Locate every line in the items below that contains the word "gold", and copy each of those lines. Match case exactly.

Annotated coordinate records:
════════════════

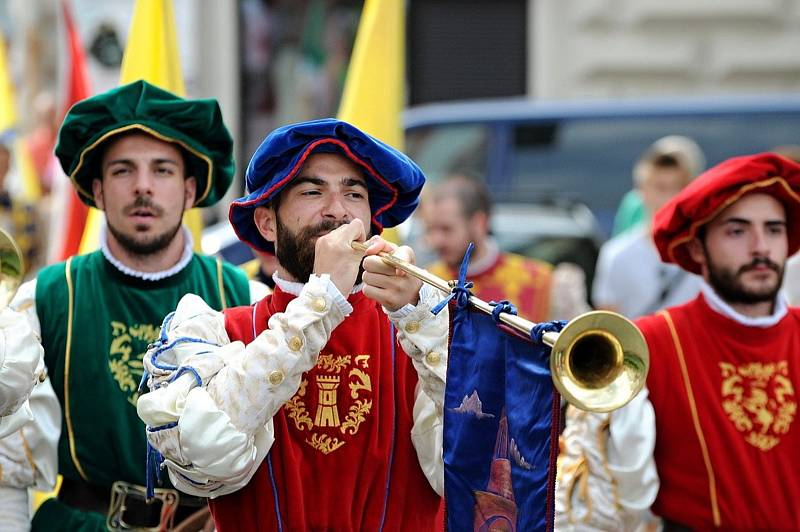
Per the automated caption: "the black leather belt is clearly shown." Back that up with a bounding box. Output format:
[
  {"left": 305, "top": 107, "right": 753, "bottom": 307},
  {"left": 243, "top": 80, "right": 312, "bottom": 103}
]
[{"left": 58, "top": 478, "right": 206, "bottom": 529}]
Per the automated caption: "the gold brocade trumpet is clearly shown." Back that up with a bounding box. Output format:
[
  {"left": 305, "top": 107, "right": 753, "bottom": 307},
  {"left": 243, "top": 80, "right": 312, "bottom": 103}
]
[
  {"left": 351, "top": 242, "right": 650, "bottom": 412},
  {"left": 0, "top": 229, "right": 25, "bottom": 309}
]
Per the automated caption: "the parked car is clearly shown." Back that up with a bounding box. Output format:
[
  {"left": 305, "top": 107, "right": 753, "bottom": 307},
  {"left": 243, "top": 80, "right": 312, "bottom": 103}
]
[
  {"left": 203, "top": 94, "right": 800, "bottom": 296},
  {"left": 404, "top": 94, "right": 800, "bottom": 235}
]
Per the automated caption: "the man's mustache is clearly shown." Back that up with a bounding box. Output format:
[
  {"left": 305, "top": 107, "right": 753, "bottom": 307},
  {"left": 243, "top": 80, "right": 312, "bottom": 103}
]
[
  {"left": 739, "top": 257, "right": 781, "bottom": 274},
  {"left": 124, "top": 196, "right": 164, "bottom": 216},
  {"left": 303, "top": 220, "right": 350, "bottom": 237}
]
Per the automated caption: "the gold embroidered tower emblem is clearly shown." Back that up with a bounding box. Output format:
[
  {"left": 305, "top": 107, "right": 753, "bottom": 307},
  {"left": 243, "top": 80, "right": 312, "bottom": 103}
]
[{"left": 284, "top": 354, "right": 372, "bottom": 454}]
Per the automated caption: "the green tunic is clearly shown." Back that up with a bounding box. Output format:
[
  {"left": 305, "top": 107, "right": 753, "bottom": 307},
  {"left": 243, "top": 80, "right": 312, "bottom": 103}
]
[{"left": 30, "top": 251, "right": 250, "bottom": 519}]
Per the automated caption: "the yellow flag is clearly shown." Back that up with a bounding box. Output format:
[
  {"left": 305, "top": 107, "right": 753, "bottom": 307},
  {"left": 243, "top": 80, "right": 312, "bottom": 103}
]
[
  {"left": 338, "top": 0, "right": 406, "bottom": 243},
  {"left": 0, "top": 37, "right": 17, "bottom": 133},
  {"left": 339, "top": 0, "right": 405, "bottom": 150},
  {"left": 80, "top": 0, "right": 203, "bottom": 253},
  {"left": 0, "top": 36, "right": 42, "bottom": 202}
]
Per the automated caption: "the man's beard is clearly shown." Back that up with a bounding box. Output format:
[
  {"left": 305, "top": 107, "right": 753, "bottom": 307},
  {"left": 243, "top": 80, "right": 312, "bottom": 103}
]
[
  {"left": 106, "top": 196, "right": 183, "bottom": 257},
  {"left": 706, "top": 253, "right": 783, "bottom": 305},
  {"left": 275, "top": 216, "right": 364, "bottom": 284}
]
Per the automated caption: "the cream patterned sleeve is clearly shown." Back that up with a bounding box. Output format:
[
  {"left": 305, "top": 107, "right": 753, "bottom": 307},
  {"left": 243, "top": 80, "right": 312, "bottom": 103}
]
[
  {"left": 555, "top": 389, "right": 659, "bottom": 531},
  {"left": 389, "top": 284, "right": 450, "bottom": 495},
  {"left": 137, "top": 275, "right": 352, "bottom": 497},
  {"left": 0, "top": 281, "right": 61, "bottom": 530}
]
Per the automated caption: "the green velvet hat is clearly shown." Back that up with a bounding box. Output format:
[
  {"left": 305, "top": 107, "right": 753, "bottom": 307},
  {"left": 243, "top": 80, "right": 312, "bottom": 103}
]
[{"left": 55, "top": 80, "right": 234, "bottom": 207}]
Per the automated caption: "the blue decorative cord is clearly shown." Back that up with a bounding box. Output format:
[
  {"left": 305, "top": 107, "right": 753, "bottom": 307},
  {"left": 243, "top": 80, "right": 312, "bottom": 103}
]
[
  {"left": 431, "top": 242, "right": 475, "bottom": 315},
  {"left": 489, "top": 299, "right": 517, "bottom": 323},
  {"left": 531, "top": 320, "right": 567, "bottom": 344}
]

════════════════

### Exercise output
Per the automated caption: "the gold brocade trumpet is clearly shown." Back that up with a bounding box. Output format:
Per the automated caption: "the gold embroidered tower emblem is clearly shown." Back that up with a bounding box. Output format:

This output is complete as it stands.